▸ **WHAT THE TASK ASKS**:
Reproduce word for word the passage of the Milorganite and Ironite article from "What Milorganite Is" to "in the soil.".

▸ **EXCERPT TO READ**:
•••••

Milorganite vs Ironite: Which Is Right for Your Lawn?
Milorganite and Ironite are two of the most recognized specialty lawn products in the US, and they are frequently compared because both contain iron and both are used to improve lawn color. The comparison is somewhat misleading, because the two products serve different primary functions. Milorganite is an organic nitrogen fertilizer that also contains iron. Ironite is an iron supplement, not a fertilizer. Choosing between them depends on whether your lawn needs nitrogen, iron, or both.
What Milorganite Is
Milorganite is an organic nitrogen fertilizer produced by Milwaukee Metropolitan Sewerage District from heat-treated, dried biosolids. It has an NPK of 6-4-0 with approximately 2.5% iron. The nitrogen in Milorganite is organic and slow-release, delivered through microbial decomposition in the soil.
What Milorganite does:
- Supplies nitrogen (slow-release organic form)
- Supplies phosphorus (useful for lawn establishment, less relevant for established turf)
- Supplies iron for chlorophyll production
- Builds soil biology through the organic matter it delivers to the soil
- Is safe for all grass types and carries essentially no burn risk
What Milorganite does not do:
- It is not a high-iron supplement. At 2.5% iron, the iron content is meaningful but is not the primary value proposition of the product.

•••••

▸ **RAW DATA**:
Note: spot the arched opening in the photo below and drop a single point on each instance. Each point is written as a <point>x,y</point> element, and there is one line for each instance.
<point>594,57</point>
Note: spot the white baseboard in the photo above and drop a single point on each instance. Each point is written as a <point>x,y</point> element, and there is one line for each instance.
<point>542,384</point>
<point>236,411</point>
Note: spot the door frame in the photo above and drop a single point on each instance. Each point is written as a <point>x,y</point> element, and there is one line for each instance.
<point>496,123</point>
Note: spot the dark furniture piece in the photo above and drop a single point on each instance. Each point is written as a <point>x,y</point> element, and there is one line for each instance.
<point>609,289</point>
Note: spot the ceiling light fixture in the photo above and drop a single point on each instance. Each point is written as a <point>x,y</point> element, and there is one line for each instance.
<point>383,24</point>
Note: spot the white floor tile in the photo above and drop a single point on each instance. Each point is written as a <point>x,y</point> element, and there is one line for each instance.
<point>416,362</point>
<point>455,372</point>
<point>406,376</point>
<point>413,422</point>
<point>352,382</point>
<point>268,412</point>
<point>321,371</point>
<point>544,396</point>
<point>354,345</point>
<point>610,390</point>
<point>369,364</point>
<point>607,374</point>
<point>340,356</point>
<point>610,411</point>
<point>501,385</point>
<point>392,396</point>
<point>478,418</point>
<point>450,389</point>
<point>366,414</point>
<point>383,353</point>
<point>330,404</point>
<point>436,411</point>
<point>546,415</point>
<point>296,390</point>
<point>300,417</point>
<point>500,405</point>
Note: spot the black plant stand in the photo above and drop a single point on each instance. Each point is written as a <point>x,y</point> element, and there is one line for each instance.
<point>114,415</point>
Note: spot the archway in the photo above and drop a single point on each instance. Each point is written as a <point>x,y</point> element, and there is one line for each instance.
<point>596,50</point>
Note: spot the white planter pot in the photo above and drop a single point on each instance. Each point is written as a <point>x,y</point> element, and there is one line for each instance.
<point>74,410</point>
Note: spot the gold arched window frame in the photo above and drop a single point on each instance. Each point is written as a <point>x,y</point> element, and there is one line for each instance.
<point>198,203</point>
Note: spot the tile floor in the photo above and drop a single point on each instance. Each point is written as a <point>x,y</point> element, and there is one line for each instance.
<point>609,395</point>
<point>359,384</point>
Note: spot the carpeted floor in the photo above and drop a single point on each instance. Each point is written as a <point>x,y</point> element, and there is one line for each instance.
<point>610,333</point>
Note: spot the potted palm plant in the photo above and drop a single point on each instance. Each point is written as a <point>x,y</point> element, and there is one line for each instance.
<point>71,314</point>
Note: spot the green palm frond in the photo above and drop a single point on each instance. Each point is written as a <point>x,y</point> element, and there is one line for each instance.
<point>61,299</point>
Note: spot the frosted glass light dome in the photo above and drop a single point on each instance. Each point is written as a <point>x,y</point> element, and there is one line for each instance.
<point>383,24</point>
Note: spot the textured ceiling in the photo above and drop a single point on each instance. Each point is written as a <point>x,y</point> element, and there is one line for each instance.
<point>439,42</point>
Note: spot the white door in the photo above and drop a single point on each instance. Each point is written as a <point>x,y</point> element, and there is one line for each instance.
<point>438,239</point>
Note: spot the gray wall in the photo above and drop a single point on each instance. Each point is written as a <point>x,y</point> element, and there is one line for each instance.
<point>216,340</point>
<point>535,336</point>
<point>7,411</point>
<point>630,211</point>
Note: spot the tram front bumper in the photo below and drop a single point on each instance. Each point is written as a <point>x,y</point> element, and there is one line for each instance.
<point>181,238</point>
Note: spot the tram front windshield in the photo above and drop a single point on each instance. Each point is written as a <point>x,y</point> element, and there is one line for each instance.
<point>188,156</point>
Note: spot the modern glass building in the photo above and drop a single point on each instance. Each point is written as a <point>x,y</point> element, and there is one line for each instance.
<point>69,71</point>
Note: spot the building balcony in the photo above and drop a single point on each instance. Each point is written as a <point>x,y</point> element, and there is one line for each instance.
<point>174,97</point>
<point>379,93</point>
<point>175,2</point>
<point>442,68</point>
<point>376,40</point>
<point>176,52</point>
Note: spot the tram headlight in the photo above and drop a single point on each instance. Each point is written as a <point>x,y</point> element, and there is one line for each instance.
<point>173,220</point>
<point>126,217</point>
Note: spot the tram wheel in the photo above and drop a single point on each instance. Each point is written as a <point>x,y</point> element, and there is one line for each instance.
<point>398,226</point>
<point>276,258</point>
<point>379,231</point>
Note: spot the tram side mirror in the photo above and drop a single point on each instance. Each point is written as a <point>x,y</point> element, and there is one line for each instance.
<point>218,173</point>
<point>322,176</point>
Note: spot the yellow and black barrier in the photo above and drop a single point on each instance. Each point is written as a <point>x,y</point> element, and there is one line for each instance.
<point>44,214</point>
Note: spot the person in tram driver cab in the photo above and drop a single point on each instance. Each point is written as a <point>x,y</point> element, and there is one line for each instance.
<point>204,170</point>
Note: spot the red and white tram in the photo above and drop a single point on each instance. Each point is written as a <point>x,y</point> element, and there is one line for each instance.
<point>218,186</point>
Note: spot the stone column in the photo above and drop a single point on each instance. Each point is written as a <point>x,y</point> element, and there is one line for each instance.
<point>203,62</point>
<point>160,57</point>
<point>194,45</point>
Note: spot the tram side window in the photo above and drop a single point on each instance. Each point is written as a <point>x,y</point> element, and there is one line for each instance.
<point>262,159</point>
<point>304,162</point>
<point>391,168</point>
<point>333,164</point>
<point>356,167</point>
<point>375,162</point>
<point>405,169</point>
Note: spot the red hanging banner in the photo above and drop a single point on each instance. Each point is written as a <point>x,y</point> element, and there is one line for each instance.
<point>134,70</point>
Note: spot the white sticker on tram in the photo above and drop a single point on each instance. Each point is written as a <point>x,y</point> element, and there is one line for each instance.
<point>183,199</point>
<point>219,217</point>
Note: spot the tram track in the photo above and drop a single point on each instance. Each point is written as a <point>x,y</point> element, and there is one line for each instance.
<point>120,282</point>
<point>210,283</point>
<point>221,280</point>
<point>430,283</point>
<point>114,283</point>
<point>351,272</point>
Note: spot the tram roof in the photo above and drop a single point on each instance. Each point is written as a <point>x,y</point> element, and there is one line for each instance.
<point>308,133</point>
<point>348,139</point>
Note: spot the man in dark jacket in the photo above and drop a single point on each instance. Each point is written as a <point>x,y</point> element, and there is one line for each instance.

•••••

▸ **SOLVED PROBLEM**:
What Milorganite Is
Milorganite is an organic nitrogen fertilizer produced by Milwaukee Metropolitan Sewerage District from heat-treated, dried biosolids. It has an NPK of 6-4-0 with approximately 2.5% iron. The nitrogen in Milorganite is organic and slow-release, delivered through microbial decomposition in the soil.